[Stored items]

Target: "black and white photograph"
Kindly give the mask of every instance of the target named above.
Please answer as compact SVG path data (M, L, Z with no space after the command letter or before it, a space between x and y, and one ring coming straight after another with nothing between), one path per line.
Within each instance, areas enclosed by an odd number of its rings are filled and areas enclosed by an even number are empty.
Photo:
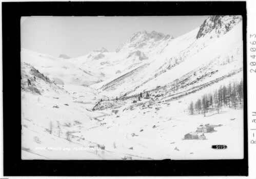
M22 159L243 159L243 20L22 17Z

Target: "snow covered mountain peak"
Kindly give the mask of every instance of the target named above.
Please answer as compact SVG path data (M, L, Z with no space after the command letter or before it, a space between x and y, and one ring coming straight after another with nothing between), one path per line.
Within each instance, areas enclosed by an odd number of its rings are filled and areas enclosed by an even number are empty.
M94 50L93 51L93 52L101 52L101 53L105 53L105 52L109 52L105 48L103 47L102 49L101 49L101 50Z
M209 34L210 38L219 37L231 30L242 20L240 15L211 15L200 26L196 39Z
M150 33L146 31L137 32L132 35L126 42L122 43L116 49L116 52L120 52L121 50L126 48L133 48L141 49L145 47L150 48L158 45L163 40L173 39L174 37L170 35L165 35L161 32L153 31Z

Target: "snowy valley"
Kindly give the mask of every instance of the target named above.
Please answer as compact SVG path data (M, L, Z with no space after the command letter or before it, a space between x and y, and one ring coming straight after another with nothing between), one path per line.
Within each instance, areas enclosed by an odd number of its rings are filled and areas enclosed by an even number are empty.
M22 159L243 159L242 24L210 16L77 58L22 49Z

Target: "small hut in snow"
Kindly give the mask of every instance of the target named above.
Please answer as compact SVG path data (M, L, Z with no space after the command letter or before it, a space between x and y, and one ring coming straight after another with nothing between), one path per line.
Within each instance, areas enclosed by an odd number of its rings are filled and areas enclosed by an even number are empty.
M203 133L202 135L201 135L200 136L199 136L199 139L200 140L205 140L205 139L206 139L206 137L205 137L205 136L204 135L204 134Z
M184 136L184 139L198 139L198 135L195 132L188 133Z

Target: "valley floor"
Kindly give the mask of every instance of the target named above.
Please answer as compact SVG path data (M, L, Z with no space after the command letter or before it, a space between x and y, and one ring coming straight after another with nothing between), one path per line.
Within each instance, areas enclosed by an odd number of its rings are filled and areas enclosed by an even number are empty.
M142 99L118 108L93 111L101 99L88 87L61 86L68 95L22 93L23 160L204 160L243 158L243 109L190 115L194 94L146 104ZM55 96L54 96L55 95ZM118 102L117 101L116 102ZM139 104L141 103L141 104ZM139 105L141 104L141 105ZM214 131L206 140L184 140L199 125ZM199 136L203 132L198 133ZM105 146L105 149L97 145ZM225 149L211 148L226 145Z

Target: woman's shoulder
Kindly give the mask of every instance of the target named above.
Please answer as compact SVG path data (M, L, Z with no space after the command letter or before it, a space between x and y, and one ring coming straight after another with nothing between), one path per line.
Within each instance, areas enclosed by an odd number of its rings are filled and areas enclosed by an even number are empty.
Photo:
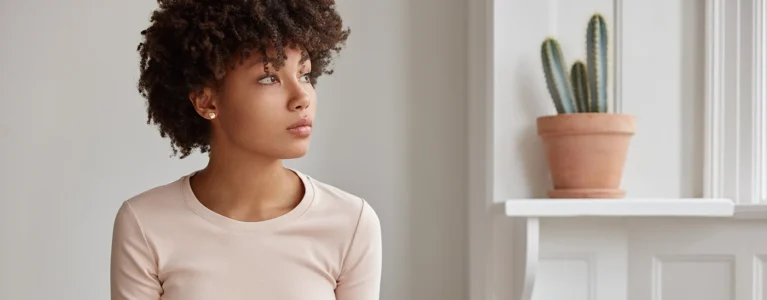
M132 214L164 214L168 210L177 210L183 204L183 184L187 176L161 183L140 191L121 203L120 212L129 210Z
M309 177L314 188L314 204L326 216L343 216L352 222L378 223L378 215L366 198L333 184Z

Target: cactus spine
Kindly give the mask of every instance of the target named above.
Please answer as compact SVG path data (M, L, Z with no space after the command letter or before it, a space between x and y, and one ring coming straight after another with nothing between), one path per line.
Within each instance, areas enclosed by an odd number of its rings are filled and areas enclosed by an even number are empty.
M579 60L573 64L573 68L570 70L570 81L572 81L578 111L589 111L591 109L589 105L589 77L586 73L586 65L582 61Z
M601 15L589 20L586 33L591 111L607 112L607 25Z
M543 41L541 59L543 60L543 71L546 74L546 86L554 99L557 112L560 114L576 112L573 90L564 68L565 59L556 40L548 38Z
M558 114L607 113L607 25L594 14L586 32L586 63L576 61L568 74L559 43L547 38L541 45L546 86Z

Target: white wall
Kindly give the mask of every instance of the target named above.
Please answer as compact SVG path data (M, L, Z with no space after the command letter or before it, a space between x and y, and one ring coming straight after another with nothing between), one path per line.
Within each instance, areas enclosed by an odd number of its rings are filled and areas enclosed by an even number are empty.
M203 166L145 124L135 49L155 5L0 3L0 299L106 299L118 205ZM339 8L352 35L290 165L378 211L381 299L466 299L466 2Z
M738 204L735 217L541 218L540 240L527 240L524 222L503 215L504 201L545 198L551 185L535 135L535 118L554 113L540 43L555 36L568 62L582 57L595 11L617 34L614 99L638 121L624 173L628 197L727 197ZM717 13L726 17L706 24ZM757 72L765 61L765 15L762 0L471 1L471 299L763 299L767 246L754 237L767 234L767 206L746 204L762 200L751 182L764 182L750 165L767 169L759 156L767 68ZM722 40L709 48L707 34ZM707 66L714 72L706 74ZM716 107L705 109L709 96ZM704 178L712 160L726 166L715 180ZM727 189L704 193L707 185ZM751 209L759 212L741 213ZM538 221L531 232L538 233ZM534 286L527 297L523 284Z

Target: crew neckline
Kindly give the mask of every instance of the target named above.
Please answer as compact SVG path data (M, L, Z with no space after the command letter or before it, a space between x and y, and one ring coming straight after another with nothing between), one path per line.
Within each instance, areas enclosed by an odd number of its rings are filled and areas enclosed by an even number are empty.
M272 219L256 222L239 221L209 209L197 199L197 196L195 196L194 191L192 191L192 186L189 183L190 178L199 171L192 172L182 178L182 197L189 209L195 214L216 226L223 227L224 229L238 232L274 230L300 218L309 209L312 202L314 202L314 183L311 178L297 170L287 169L298 175L301 179L301 182L304 185L304 196L296 207L287 213Z

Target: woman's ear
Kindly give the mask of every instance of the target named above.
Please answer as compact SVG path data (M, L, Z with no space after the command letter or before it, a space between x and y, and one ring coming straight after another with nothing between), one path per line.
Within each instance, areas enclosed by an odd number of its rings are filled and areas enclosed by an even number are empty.
M218 115L213 96L213 89L210 87L204 87L189 93L189 100L192 102L197 114L203 118L212 120Z

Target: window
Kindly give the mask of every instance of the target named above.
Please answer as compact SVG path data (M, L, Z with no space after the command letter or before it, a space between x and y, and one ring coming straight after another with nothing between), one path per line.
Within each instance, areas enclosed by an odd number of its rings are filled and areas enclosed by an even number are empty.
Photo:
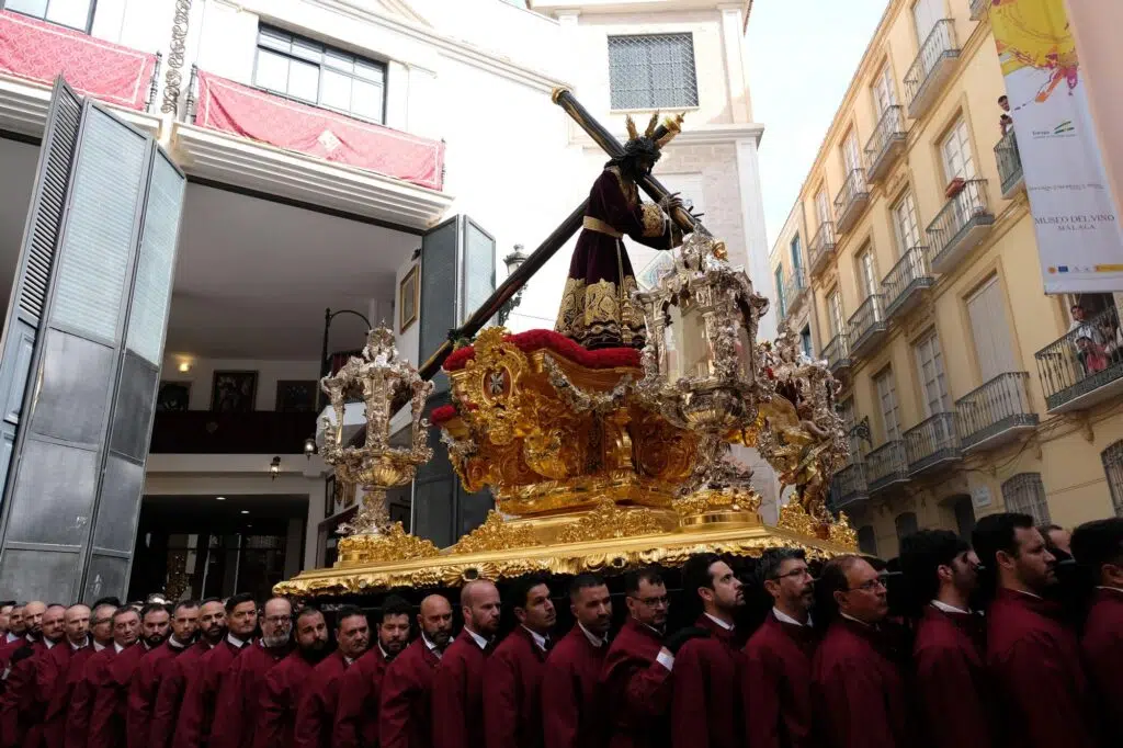
M386 67L263 26L254 85L380 125L385 119Z
M1022 512L1033 517L1034 524L1048 524L1049 504L1040 473L1019 473L1002 484L1002 500L1007 512Z
M613 109L696 107L693 37L610 36L609 88Z
M882 426L885 427L885 440L901 439L901 410L897 408L897 385L893 381L893 370L886 366L874 377L877 389L877 402L882 407Z
M0 0L0 8L89 33L93 3L94 0Z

DIRECTION — Reproduce every row above with "Kindly give" replaced by "Please provide" and all other text left as it is. Leave the pictures out.

TASK SOLUTION —
Target: "black and white photograph"
Please provide the mask of every instance of the target named above.
Please answer as compact SVG path data (M, L, Z with no space after the command letter or before it, a space between x and y, and one ring coming straight after another with nothing between), one path per line.
Within each instance, areas enclosed by an odd number of its rings are filled and areas enclosed by an even number are empty.
Photo:
M22 159L243 159L243 20L22 17Z

Target: "snow covered mountain peak"
Please provide the mask of every instance of the target named above.
Please answer as compact SVG path data (M, L, Z with no space after the command letter or before it, a space between x and y, and one ring coming straight after another with nothing between), one path per line.
Within each instance, areas enclosed by an odd number of its rings are filled and areas enclosed by an even number are empty.
M94 50L93 51L93 52L101 52L101 53L105 53L105 52L109 52L105 48L103 47L102 49L101 49L101 50Z
M209 34L210 38L219 37L231 30L242 20L240 15L211 15L200 26L196 39Z
M150 33L146 31L137 32L132 35L126 42L122 43L116 49L116 52L120 52L121 50L126 48L133 48L141 49L145 47L150 48L158 45L163 40L173 39L174 37L170 35L165 35L161 32L153 31Z

Target: "snowy valley"
Please provide the mask of every instance of the target named above.
Please answer as compact SVG path data (M, L, Z with no space after the command letter or before it, a space between x and y, and one ring coming straight after another with nothing between), one path per line.
Within each instance, areas enclosed by an odd number of its rings are filled and areas enclosed by an even number are empty.
M22 159L243 159L242 24L210 16L77 58L22 49Z

Target: "small hut in snow"
Please provide the mask of every instance of the target named above.
Please answer as compact SVG path data (M, L, Z with no space after the command letter or before it, a space between x and y, and one ring coming straight after another with nothing between), one path per line.
Within each instance, areas enclosed by an odd number of its rings are filled and areas enclosed by an even number are empty.
M203 133L202 135L201 135L200 136L199 136L199 139L200 140L205 140L205 139L206 139L206 137L205 137L205 136L204 135L204 134Z
M184 136L184 139L198 139L198 135L195 132L188 133Z

Target: "valley floor"
Please provide the mask of every instance of the target named above.
Please answer as compact SVG path data (M, L, Z with no space after the command letter or before it, a space between x and y, and one ring coming straight after another with nothing between), one path per line.
Within each instance, areas enclosed by an odd number of its rings are filled and areas enclosed by an even number are empty.
M142 99L118 108L93 111L101 99L88 87L61 86L68 95L22 93L23 160L204 160L243 158L243 109L190 115L194 94L146 104ZM55 96L54 96L55 95ZM118 102L117 101L116 102ZM139 104L141 103L141 104ZM139 105L141 104L141 105ZM214 131L206 140L184 140L199 125ZM199 136L203 132L198 133ZM105 146L105 149L97 145ZM225 149L211 148L226 145Z

Target: woman's shoulder
Please provide the mask of every instance of the target named above.
Please answer as compact SVG path data (M, L, Z with no space after the command letter or before it, a space between x and y, and one ring coming straight after another with nothing between), one path per line.
Within each instance, areas enclosed by an odd number of its rings are filled and areas enclosed by an even number are empty.
Photo:
M132 214L164 214L168 210L177 210L183 204L183 184L187 176L161 183L140 191L121 203L120 212L129 210Z
M309 177L314 188L314 204L326 216L343 216L352 222L378 223L378 215L366 198L333 184Z

Target: cactus spine
Please provide the mask of every instance of the target named above.
Please answer as compact SVG path data (M, L, Z with no space after the command letter or before it, a space between x and y, and one ring coming straight after another with nothing between), one path per line.
Within each instance, areas enclosed by an odd number of its rings are filled and areas enclosed by an even number are empty.
M579 60L573 64L573 68L570 70L570 81L572 81L578 111L589 111L591 109L589 105L589 77L586 73L586 65L582 61Z
M601 15L589 20L586 33L591 111L607 112L607 25Z
M543 41L541 59L543 60L543 71L546 74L546 86L554 99L557 112L560 114L576 112L573 90L564 68L565 59L556 40L548 38Z
M558 114L607 113L607 25L594 14L586 32L586 63L576 61L568 74L559 43L547 38L541 45L546 86Z

Target: white wall
Please provide the mask of every instance of the target named above.
Please answer as compact SVG path data (M, L, Z with no space after the command letter or before it, a space between x and y, and one ring coming straight after another with nothing between), one path per line.
Within each instance, areas enclosed by an odd number of its rings are filled and areas enclosed by an even number are empty.
M203 166L145 124L135 49L155 5L0 3L0 299L106 299L118 205ZM339 8L352 35L290 165L378 211L381 299L466 299L466 2Z
M738 204L735 217L541 218L540 240L527 240L524 222L503 215L504 201L545 198L551 185L535 135L535 118L554 113L540 43L555 36L568 62L582 57L595 11L617 34L614 99L638 121L624 173L628 197L727 197ZM717 13L726 17L706 24ZM757 72L765 61L765 15L762 0L471 1L471 299L763 299L767 246L754 237L767 234L767 206L746 204L762 200L751 182L764 182L750 165L767 169L759 156L767 68ZM722 40L709 48L707 34ZM707 66L714 72L706 74ZM716 107L705 109L709 96ZM704 178L712 160L726 166L715 180ZM727 189L704 193L707 185ZM751 209L759 212L741 213ZM538 221L531 232L538 233ZM534 286L527 297L523 284Z

Target: crew neckline
Please provide the mask of every instance of the target named above.
Please answer as compact SVG path data (M, L, Z with no space after the command letter or before it, a space between x and y, and one ring coming straight after another with nothing between), one path per line.
Within each instance, areas enclosed by an odd number of its rings are filled and areas enclosed by an even number are empty.
M272 219L256 222L239 221L209 209L197 199L197 196L195 196L194 191L192 191L192 186L189 183L190 178L199 171L192 172L182 178L182 197L189 209L195 214L216 226L223 227L224 229L238 232L274 230L300 218L309 209L312 202L314 202L314 183L311 178L297 170L287 169L298 175L301 179L301 182L304 185L304 196L296 207L287 213Z

Target: woman's ear
Please provide the mask of every instance of the target named above.
Please answer as compact SVG path data (M, L, Z with no space after the command letter or before it, a space between x and y, and one ring coming straight after another with nothing between), one path per line.
Within each instance, areas enclosed by an odd number of its rings are filled and areas enclosed by an even number are empty.
M218 115L213 96L213 89L210 87L204 87L189 93L189 100L192 102L197 114L203 118L212 120Z

Target: window
Please provide the mask of every instance of the target named above.
Please answer as compact SVG path data (M, L, Z with no space after the command letter or before it, a space between x and y, and one ring coming straight after another with nothing between), one path per line.
Within each instance, areas enclosed by an odd number of its rings are filled and areas enclosed by an even number are empty.
Photo:
M386 67L263 26L254 85L380 125L385 119Z
M1022 512L1033 517L1034 524L1048 524L1049 504L1040 473L1019 473L1002 484L1002 500L1007 512Z
M613 109L696 107L693 37L610 36L609 88Z
M882 426L885 427L885 440L901 439L901 410L897 408L897 385L893 381L893 370L886 366L874 377L877 389L877 402L882 407Z
M0 0L0 8L89 33L93 3L94 0Z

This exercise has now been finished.